[Data for processing]:
==========

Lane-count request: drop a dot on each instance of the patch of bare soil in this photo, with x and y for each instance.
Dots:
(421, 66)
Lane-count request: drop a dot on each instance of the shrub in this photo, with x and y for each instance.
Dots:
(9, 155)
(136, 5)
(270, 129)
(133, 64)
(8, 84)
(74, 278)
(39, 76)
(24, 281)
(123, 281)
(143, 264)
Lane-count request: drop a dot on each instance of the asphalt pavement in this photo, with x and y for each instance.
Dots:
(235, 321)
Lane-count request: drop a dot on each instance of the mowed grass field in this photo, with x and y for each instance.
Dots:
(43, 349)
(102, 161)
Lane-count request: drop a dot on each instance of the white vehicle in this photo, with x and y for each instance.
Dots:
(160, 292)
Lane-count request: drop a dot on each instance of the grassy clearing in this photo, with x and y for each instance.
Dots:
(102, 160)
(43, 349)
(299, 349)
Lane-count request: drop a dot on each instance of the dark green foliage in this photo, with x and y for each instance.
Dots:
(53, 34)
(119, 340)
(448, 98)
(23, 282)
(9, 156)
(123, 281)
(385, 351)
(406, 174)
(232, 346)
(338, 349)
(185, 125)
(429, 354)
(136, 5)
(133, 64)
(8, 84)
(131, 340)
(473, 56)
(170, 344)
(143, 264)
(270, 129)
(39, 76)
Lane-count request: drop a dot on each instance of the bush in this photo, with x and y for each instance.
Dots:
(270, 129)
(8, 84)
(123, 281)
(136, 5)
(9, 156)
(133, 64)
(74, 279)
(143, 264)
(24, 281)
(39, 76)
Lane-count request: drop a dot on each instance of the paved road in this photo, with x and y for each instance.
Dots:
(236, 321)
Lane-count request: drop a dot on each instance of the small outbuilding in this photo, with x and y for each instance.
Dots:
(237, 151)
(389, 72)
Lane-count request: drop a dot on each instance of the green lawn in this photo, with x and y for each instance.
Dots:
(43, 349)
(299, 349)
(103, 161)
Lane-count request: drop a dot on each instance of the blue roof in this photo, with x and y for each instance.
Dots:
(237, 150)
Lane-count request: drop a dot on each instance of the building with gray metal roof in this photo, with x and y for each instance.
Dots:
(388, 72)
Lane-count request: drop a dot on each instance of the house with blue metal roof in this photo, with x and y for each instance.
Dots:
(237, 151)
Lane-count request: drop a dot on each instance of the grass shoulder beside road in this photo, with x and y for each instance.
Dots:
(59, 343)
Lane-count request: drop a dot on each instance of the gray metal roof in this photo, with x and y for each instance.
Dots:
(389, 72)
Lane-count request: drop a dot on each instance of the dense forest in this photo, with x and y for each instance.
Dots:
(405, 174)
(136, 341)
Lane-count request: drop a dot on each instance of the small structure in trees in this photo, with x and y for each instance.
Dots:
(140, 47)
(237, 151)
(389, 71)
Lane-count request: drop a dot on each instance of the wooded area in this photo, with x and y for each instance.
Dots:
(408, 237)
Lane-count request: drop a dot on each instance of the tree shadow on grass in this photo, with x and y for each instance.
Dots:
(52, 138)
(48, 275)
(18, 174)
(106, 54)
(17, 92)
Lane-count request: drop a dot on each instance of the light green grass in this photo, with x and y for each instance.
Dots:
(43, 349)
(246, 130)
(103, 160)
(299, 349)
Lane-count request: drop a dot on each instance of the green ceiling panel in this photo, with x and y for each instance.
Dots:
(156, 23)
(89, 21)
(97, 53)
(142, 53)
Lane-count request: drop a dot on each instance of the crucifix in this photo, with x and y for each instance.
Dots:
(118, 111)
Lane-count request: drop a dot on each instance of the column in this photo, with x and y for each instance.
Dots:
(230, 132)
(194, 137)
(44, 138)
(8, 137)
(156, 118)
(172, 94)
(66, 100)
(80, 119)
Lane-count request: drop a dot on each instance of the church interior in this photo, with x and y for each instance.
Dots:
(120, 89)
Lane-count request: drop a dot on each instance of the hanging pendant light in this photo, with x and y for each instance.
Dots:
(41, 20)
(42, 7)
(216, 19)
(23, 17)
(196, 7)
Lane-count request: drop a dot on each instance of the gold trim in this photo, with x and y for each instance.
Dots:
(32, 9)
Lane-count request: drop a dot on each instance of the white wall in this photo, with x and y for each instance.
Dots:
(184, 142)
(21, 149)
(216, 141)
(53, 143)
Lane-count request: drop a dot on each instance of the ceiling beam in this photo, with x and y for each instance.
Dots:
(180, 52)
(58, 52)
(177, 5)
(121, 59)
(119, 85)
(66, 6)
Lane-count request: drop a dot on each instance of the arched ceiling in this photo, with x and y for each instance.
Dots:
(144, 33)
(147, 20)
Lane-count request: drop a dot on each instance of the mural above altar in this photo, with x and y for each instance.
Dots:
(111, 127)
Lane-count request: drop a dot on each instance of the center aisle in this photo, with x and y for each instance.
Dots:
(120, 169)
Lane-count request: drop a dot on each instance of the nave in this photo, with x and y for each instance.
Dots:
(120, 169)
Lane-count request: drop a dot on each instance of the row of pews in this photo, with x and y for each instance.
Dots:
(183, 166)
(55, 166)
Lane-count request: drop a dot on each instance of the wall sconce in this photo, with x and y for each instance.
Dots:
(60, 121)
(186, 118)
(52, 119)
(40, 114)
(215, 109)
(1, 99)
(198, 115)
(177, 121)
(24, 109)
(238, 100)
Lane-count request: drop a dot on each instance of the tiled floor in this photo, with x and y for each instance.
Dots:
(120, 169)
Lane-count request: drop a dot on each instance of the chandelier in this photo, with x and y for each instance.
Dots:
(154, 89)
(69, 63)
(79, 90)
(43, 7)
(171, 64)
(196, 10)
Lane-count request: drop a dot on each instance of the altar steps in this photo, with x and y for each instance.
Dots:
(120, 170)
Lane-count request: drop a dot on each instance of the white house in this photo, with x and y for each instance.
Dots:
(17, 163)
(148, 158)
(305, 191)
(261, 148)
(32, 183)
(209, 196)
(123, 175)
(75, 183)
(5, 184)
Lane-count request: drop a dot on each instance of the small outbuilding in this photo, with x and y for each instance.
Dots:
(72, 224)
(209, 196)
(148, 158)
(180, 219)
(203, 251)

==========

Reproduce every line above word for word, in the same order.

Lane-count request: drop a dot on each instance of the patch of bare soil in this photo, with x and y for each instance.
Dots:
(421, 66)
Lane-count request: drop a dot on each instance of the shrub in this photo, with x and y for each instance.
Dots:
(9, 155)
(136, 5)
(270, 129)
(133, 64)
(8, 84)
(74, 278)
(39, 76)
(24, 281)
(123, 281)
(143, 264)
Lane-count request: drop a dot on each instance of the asphalt pavement in this photo, with x and y for each instance.
Dots:
(235, 321)
Lane-count request: drop a dot on each instance of the mowed grass field in this photo, with x and y for each instance.
Dots:
(43, 349)
(102, 161)
Lane-count request: drop a dot on each instance of the white vehicle in this photo, with x and y for each instance.
Dots:
(160, 292)
Lane-count request: drop a dot on each instance of the grassy clearing in this photo, with x and y for each instance.
Dots:
(102, 160)
(43, 349)
(299, 349)
Lane-count request: drop a dot on each instance of the dark green foliage in this photo, with x and y for each instance.
Dots:
(53, 34)
(119, 340)
(448, 98)
(23, 282)
(9, 156)
(123, 281)
(385, 351)
(406, 174)
(232, 346)
(338, 349)
(185, 125)
(429, 354)
(136, 5)
(133, 64)
(8, 84)
(131, 340)
(473, 56)
(170, 344)
(143, 264)
(270, 129)
(39, 76)
Lane-count request: drop a dot on each instance of the bush in this photo, with x and y for each instance.
Dots:
(270, 129)
(8, 84)
(123, 281)
(136, 5)
(9, 156)
(133, 64)
(74, 279)
(143, 264)
(24, 281)
(39, 76)
Lane-count request: drop a dot on each instance of the paved road in this photo, with x and y for each instance.
Dots:
(236, 321)
Lane-count request: drop a dot on each instance of the small outbuilding in this photo, with x and y for each instance.
Dots:
(237, 151)
(389, 72)
Lane-count request: drop a dot on each instance of the green lawn in this photo, with x and y for each instance.
Dots:
(43, 349)
(299, 349)
(103, 161)
Lane-count request: drop a dot on each instance of the blue roof in this photo, with x and y for each instance.
Dots:
(237, 150)
Lane-count request: drop a dot on each instance of the building with gray metal roof in this photo, with x and y for each instance.
Dots:
(388, 72)
Lane-count request: drop a dot on each instance of the house with blue metal roof in this photo, with x and y for each instance.
Dots:
(237, 151)
Lane-count request: drop a dot on each instance of the grass shoulder beside road in this photo, with x and y for each instance.
Dots:
(59, 343)
Lane-count request: drop a dot on each instance of the gray metal roof in this photo, with x and y for each instance.
Dots:
(389, 72)
Lane-count request: drop a dot on each instance of the dense forest in this photo, with x and y for each instance.
Dots:
(405, 174)
(136, 341)
Lane-count request: drop a dot on each instance of the small structure in trees in this photo, with x and y for each instance.
Dots:
(140, 47)
(237, 151)
(389, 71)
Lane-count request: drop a dot on each instance of the wooded area in this photo, with x and y for each instance.
Dots:
(408, 237)
Lane-count request: drop a dot on each instance of the tree shadow on grass in this photo, with x and y for each instance.
Dots:
(52, 138)
(48, 275)
(18, 174)
(106, 54)
(17, 92)
Lane-count request: drop a dot on each instance of the light green grass in this photo, with x and y for each instance.
Dots:
(43, 349)
(246, 130)
(103, 160)
(299, 349)
Lane-count request: drop a dot on each instance of the green ceiling panel in this photo, with x and y for each instance.
Dots:
(156, 23)
(89, 21)
(97, 53)
(142, 53)
Lane-count request: drop a dot on each instance of the crucifix in this photo, with x and y for each instance.
Dots:
(118, 111)
Lane-count request: drop a dot on each instance of the column in this photo, with x and y for each instance.
Dots:
(230, 132)
(194, 137)
(44, 138)
(8, 137)
(156, 118)
(172, 94)
(66, 100)
(80, 119)
Lane-count request: drop a dot on each instance of the church interior in this photo, with x and y for each instance.
Dots:
(120, 89)
Lane-count request: drop a dot on each instance of the hanging pendant light in this photo, with x and y for each instance.
Dots:
(41, 20)
(42, 7)
(216, 19)
(23, 17)
(196, 7)
Lane-count request: drop a dot on each instance of the gold trim in this photo, with x and y for each instance.
Dots:
(32, 9)
Lane-count request: drop a dot on each instance of the white wall in this photo, with x and y for each instance.
Dots:
(184, 142)
(21, 149)
(216, 141)
(53, 143)
Lane-count request: drop a dot on each instance of the ceiling beam in this photo, with x and y for each instance.
Dots:
(180, 52)
(58, 52)
(177, 5)
(121, 59)
(119, 85)
(66, 6)
Lane-count request: drop a dot on each instance of the arched ceiling in this photo, with x and y for each instance.
Dots:
(144, 33)
(147, 20)
Lane-count request: drop a dot on each instance of the mural above altar in this photo, with x and y for each instance.
Dots:
(111, 127)
Lane-count request: drop a dot on each instance of the center aisle in this photo, with x and y for each instance.
Dots:
(120, 169)
Lane-count request: drop a dot on each instance of the nave in this photo, with x and y for each instance.
Dots:
(120, 169)
Lane-count request: drop a dot on each instance of the row of pews in this photo, with x and y for each instance.
Dots:
(183, 166)
(55, 166)
Lane-count request: drop a dot on each instance of the wall sconce in this photo, with x and y for each instance.
Dots:
(60, 121)
(186, 118)
(52, 119)
(40, 114)
(215, 109)
(1, 99)
(198, 115)
(177, 121)
(24, 109)
(238, 100)
Lane-count request: drop a dot on each instance of the tiled floor in this photo, with x and y for each instance.
Dots:
(120, 169)
Lane-count request: drop a dot on each instance of the chandelier in this photo, with x and y for each instance.
Dots:
(154, 89)
(69, 63)
(79, 90)
(43, 7)
(171, 64)
(196, 10)
Lane-count request: drop a dot on each instance of the altar steps in this photo, with x and y for each instance.
Dots:
(120, 170)
Lane-count request: drop a dot on each instance of the white house in this photo, with x and y for each instance.
Dots:
(17, 163)
(148, 158)
(305, 191)
(261, 148)
(32, 183)
(209, 196)
(123, 175)
(75, 183)
(5, 184)
Lane-count request: drop a dot on each instance of the small outbuilding in this photo, with x and y for each instance.
Dots:
(72, 224)
(209, 196)
(148, 158)
(180, 219)
(203, 251)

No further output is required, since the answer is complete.